WHAT THE EXERCISE ASKS
Change "bridge arch" to "stone arch" in everything from the line containing "Rules: pick out every instance of the bridge arch" down to the line containing "point(419, 86)", keeping all else the same, and output only that span.

Excerpt from a dataset:
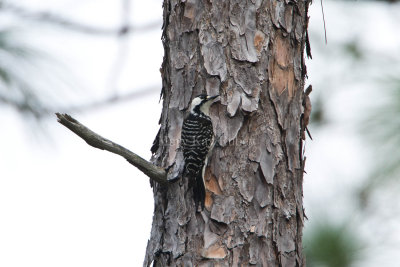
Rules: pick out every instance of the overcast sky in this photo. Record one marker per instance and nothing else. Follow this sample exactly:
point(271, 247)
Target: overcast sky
point(63, 203)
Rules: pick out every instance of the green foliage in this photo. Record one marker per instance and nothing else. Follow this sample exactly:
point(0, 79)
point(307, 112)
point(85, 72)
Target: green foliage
point(381, 128)
point(328, 245)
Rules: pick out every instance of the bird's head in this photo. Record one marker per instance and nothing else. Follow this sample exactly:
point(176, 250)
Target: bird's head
point(201, 104)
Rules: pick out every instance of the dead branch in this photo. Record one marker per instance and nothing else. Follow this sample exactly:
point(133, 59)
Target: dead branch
point(153, 172)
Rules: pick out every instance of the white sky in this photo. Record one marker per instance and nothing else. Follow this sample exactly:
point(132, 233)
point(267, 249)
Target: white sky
point(67, 204)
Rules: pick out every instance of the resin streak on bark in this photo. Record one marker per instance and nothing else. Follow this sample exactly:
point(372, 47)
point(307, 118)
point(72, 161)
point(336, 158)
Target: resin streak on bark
point(251, 53)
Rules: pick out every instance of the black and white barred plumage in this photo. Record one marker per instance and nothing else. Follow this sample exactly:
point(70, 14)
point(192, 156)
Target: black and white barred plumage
point(197, 138)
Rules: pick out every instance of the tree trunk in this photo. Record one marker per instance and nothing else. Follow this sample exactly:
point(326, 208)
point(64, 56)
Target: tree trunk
point(251, 53)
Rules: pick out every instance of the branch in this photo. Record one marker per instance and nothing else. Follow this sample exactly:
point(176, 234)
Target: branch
point(153, 172)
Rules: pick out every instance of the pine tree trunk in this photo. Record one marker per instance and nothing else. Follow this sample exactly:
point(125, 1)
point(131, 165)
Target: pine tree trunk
point(251, 53)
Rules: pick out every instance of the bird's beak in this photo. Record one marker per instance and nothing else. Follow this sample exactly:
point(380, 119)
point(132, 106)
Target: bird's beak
point(212, 97)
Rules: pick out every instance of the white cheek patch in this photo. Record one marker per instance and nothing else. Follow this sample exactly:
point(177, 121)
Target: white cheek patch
point(195, 102)
point(205, 108)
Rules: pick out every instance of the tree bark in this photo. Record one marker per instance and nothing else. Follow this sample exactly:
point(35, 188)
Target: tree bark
point(252, 54)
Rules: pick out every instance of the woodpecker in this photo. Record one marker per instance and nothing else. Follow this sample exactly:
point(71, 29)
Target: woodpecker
point(197, 141)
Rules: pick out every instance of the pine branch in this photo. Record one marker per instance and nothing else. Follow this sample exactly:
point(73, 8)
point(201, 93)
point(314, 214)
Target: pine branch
point(153, 172)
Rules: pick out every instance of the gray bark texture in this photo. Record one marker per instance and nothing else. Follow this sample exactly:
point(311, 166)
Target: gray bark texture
point(252, 54)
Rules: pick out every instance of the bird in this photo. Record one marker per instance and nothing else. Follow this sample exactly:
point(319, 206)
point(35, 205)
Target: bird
point(197, 141)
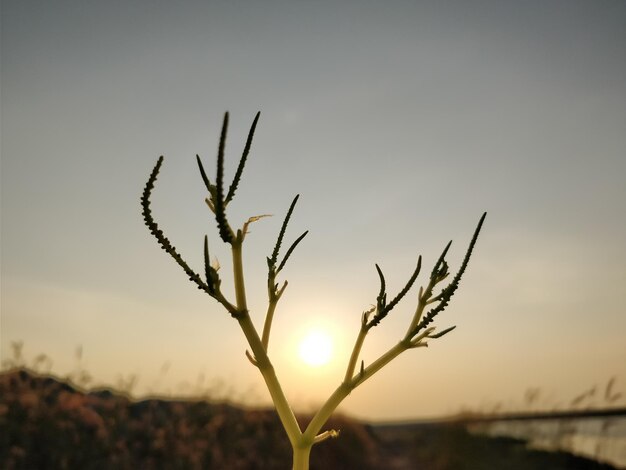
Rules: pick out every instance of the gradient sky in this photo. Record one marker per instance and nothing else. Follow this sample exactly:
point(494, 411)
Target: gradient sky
point(398, 123)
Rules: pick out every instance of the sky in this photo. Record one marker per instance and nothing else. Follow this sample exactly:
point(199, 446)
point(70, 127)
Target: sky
point(398, 123)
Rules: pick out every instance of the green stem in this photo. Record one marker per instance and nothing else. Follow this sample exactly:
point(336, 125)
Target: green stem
point(301, 457)
point(358, 345)
point(285, 413)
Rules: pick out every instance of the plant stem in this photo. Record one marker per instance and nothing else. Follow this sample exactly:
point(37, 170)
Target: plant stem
point(301, 457)
point(285, 413)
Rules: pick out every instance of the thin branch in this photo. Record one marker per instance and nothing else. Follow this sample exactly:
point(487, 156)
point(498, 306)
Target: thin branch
point(290, 250)
point(226, 233)
point(242, 161)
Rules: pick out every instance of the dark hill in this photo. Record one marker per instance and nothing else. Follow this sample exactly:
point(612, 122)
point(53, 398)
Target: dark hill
point(48, 424)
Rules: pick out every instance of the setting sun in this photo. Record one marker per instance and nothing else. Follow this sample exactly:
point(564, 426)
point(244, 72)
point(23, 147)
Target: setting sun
point(316, 348)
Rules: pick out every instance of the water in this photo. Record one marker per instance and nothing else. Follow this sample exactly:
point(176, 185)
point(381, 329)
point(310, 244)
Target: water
point(602, 439)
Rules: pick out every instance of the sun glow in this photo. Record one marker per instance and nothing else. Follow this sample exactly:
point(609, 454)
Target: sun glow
point(316, 348)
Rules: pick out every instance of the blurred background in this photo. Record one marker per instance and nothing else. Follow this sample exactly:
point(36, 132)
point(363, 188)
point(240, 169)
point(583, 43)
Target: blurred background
point(398, 123)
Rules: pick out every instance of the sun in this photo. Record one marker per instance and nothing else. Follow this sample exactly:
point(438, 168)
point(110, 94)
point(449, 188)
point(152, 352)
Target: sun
point(316, 348)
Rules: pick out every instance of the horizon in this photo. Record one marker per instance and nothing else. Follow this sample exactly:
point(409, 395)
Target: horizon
point(398, 126)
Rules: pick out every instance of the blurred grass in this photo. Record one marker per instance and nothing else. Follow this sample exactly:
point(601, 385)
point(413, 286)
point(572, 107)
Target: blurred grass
point(47, 423)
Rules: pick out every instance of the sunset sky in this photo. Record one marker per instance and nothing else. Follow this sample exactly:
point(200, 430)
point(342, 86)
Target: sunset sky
point(399, 123)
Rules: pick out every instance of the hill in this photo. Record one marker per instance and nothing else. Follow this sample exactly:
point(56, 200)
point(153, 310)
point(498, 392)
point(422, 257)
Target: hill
point(46, 423)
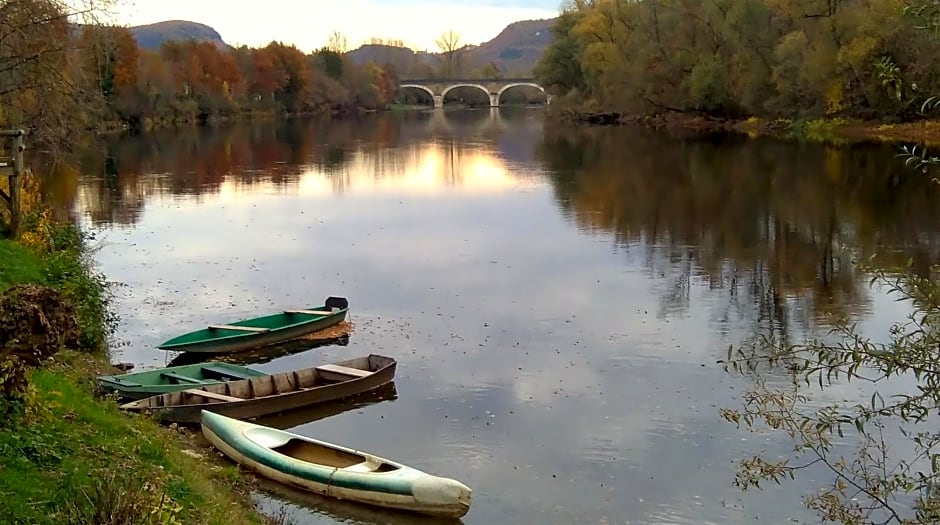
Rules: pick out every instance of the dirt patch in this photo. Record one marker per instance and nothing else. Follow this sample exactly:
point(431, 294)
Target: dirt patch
point(35, 323)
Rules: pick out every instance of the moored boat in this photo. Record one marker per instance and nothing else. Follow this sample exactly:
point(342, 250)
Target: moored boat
point(146, 383)
point(261, 331)
point(271, 394)
point(334, 471)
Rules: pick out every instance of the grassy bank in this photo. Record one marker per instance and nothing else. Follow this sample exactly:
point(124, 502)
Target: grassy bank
point(73, 457)
point(830, 130)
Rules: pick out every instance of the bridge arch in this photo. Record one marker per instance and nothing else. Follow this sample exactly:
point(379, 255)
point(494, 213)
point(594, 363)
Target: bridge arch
point(455, 86)
point(499, 96)
point(419, 86)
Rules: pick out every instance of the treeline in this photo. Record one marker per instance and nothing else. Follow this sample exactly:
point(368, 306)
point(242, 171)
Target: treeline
point(196, 80)
point(62, 74)
point(735, 58)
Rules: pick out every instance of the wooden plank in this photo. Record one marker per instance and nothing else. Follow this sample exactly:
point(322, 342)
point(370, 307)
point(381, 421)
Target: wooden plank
point(345, 370)
point(241, 328)
point(212, 395)
point(225, 372)
point(181, 378)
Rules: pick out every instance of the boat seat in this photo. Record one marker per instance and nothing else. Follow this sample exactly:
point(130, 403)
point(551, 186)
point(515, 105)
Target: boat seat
point(181, 379)
point(344, 370)
point(211, 395)
point(365, 466)
point(240, 328)
point(122, 382)
point(225, 372)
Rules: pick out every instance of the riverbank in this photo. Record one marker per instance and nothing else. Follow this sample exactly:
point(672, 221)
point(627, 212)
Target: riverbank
point(70, 456)
point(833, 130)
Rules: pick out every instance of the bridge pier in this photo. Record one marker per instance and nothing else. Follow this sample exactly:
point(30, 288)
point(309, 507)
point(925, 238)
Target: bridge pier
point(494, 88)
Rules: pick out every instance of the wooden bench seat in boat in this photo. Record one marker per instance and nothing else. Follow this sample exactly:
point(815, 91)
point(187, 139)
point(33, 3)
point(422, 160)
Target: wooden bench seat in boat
point(212, 395)
point(181, 379)
point(344, 370)
point(365, 466)
point(224, 372)
point(234, 327)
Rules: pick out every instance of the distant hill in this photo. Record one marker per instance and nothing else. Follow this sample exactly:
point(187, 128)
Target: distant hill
point(517, 48)
point(515, 51)
point(152, 36)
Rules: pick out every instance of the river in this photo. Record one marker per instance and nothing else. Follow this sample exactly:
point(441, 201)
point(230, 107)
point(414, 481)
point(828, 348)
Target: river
point(556, 297)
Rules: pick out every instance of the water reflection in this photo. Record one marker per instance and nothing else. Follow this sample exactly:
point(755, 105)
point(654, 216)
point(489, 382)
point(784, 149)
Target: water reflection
point(555, 300)
point(773, 227)
point(412, 152)
point(303, 416)
point(296, 507)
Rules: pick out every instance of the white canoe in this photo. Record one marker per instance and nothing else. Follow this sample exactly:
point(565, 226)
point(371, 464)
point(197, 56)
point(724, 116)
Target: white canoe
point(334, 471)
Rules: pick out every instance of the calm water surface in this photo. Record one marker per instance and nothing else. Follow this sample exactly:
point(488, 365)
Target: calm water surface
point(556, 298)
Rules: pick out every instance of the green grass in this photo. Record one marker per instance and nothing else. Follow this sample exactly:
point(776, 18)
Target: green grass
point(74, 458)
point(52, 468)
point(18, 265)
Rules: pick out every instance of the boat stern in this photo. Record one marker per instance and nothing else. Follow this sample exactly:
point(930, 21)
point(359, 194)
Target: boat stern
point(442, 496)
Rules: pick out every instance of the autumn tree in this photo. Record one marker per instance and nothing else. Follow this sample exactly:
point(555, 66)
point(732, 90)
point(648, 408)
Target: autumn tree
point(111, 57)
point(452, 52)
point(41, 89)
point(752, 57)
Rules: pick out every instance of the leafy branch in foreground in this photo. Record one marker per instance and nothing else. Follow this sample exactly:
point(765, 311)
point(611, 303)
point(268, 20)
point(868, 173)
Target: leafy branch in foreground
point(893, 474)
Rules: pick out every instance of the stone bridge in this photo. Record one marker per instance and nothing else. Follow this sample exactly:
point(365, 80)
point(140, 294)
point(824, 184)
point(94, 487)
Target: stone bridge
point(438, 88)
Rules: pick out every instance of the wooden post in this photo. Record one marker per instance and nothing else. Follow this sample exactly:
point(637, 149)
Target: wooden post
point(17, 144)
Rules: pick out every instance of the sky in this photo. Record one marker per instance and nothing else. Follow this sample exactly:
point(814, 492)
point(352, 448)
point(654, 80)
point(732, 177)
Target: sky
point(309, 23)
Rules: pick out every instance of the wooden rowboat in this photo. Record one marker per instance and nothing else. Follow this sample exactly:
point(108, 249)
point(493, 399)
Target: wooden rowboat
point(271, 394)
point(138, 385)
point(260, 331)
point(334, 471)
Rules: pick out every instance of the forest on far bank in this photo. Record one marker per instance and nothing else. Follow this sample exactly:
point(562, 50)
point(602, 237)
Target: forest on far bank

OUTPUT OF THE TASK
Rules: pick out every instance of the stone arch in this photo. Record one marker per instance and nothing else. Follow this sample exactly:
point(379, 255)
point(494, 213)
point(594, 363)
Target: stone arch
point(455, 86)
point(499, 96)
point(419, 86)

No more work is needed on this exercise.